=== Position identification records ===
········
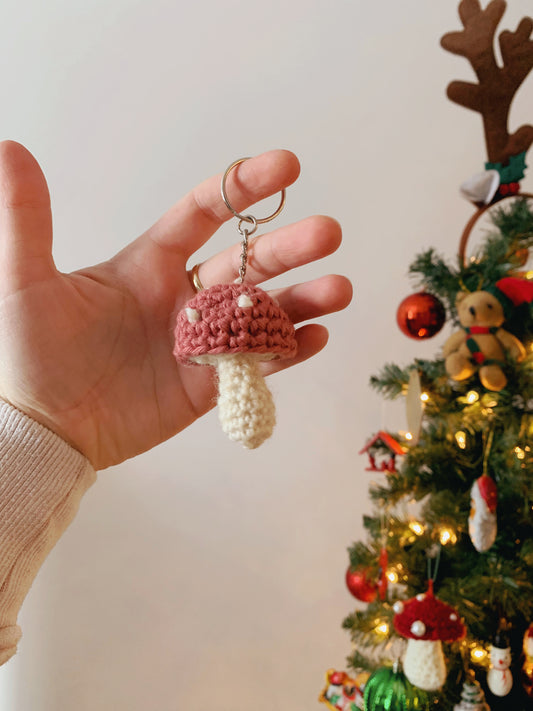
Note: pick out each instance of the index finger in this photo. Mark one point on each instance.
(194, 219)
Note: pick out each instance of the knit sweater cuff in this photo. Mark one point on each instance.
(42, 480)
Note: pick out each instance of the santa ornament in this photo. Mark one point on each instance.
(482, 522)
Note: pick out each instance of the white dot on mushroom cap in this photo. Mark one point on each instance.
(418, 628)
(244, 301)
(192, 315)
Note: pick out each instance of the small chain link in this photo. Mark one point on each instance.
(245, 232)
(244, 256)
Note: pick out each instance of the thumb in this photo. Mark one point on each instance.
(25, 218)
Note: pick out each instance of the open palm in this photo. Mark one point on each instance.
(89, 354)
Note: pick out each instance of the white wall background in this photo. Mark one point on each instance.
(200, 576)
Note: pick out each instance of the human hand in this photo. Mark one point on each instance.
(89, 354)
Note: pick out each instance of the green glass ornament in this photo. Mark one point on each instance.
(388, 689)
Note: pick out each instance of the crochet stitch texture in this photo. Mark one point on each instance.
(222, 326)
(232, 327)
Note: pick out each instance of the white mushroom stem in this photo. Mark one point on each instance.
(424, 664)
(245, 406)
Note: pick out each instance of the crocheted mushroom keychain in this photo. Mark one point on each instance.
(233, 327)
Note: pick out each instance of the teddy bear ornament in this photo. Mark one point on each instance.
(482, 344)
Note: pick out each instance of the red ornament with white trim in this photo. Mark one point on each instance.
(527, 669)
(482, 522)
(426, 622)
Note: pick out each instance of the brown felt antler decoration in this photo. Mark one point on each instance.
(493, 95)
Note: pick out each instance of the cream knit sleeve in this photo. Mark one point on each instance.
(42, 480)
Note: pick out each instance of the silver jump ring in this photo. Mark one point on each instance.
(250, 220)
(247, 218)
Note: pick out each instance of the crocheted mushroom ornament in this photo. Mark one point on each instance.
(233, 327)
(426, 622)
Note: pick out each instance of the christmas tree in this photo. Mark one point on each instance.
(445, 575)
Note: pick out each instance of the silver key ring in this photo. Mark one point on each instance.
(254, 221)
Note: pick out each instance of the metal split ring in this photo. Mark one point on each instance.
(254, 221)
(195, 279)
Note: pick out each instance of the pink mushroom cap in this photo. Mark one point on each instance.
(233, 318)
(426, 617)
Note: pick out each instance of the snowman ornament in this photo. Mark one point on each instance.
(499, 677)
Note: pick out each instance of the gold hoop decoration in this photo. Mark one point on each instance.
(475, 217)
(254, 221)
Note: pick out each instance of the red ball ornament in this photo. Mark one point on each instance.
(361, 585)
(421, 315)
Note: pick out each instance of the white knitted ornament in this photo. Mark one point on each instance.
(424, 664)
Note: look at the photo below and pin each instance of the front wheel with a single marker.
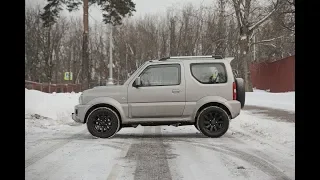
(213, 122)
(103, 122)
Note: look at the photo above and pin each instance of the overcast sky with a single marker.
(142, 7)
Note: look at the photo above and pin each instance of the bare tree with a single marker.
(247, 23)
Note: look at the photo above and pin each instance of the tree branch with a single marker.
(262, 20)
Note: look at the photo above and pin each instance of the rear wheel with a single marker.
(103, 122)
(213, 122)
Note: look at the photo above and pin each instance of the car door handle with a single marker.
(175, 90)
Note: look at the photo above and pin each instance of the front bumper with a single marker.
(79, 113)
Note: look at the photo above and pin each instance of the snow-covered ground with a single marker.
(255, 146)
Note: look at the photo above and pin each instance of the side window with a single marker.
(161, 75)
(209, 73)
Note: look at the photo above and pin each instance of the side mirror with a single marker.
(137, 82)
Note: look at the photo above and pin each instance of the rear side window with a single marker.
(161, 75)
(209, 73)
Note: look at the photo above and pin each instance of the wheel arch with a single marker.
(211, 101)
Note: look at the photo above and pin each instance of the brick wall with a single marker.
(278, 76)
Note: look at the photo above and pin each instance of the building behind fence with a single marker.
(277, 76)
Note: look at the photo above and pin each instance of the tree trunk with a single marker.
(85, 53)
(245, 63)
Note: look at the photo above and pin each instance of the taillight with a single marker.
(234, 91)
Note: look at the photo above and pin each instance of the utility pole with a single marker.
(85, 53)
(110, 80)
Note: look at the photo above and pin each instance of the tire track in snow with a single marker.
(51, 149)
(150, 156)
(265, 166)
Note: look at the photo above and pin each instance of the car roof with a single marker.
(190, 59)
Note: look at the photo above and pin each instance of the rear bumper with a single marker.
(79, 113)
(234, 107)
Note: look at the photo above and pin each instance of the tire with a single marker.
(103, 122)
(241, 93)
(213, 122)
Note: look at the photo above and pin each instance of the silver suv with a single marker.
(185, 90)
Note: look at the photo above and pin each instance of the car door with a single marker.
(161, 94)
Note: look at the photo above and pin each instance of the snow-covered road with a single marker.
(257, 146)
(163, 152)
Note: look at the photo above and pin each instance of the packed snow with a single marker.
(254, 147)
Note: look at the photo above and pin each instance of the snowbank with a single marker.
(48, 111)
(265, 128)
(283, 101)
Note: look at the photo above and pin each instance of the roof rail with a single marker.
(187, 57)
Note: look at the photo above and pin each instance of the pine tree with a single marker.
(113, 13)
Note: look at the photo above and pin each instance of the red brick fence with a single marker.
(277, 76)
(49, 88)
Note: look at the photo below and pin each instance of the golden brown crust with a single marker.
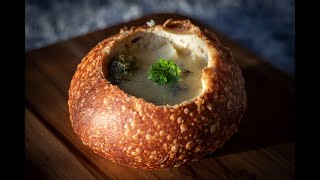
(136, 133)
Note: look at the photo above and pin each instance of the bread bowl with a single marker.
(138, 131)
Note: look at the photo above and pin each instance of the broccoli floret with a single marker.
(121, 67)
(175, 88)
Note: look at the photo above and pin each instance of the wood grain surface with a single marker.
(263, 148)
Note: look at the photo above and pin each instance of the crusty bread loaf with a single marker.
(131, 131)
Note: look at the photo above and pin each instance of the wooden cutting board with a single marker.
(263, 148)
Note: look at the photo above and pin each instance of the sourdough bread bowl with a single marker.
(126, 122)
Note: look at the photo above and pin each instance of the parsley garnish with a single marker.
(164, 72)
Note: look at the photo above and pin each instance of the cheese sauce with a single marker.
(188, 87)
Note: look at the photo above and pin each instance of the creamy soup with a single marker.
········
=== PROBLEM DETAILS ===
The lines to write out run from the one containing "brick fence with a single marker." through the final line of the material above, both included; write them out exactly, with no pictures.

=== RESPONSE FOR THIS EXERCISE ===
Note: look at the photo above and pin each instance of the red brick fence with a single marker.
(277, 76)
(49, 88)
Note: look at the photo below and pin each instance of the golden brown crust with a single marker.
(136, 133)
Note: look at the photo above and pin each instance of the bread bowl with a single marker.
(138, 131)
Note: look at the photo above and pin each instance of the broccoli floret with a single marker.
(121, 67)
(175, 88)
Note: look at the photo above and pin each instance of the wood grain surface with a single marker.
(263, 148)
Note: look at the photo above and pin each instance of the crusty bread loaf with a single marker.
(131, 131)
Note: look at the photo above and pin each instance of the wooden cutting board with a single marker.
(263, 148)
Note: look at the photo above and pin each instance of the sourdough bread bowl with a single marker.
(126, 122)
Note: look at the photo above and pin each instance of the parsley garnish with a single marker.
(164, 72)
Note: look at the photo above and pin each instance of the cheese sauce with a single marker.
(188, 87)
Note: look at the photo above and pin each instance of the creamy soup with a single marker.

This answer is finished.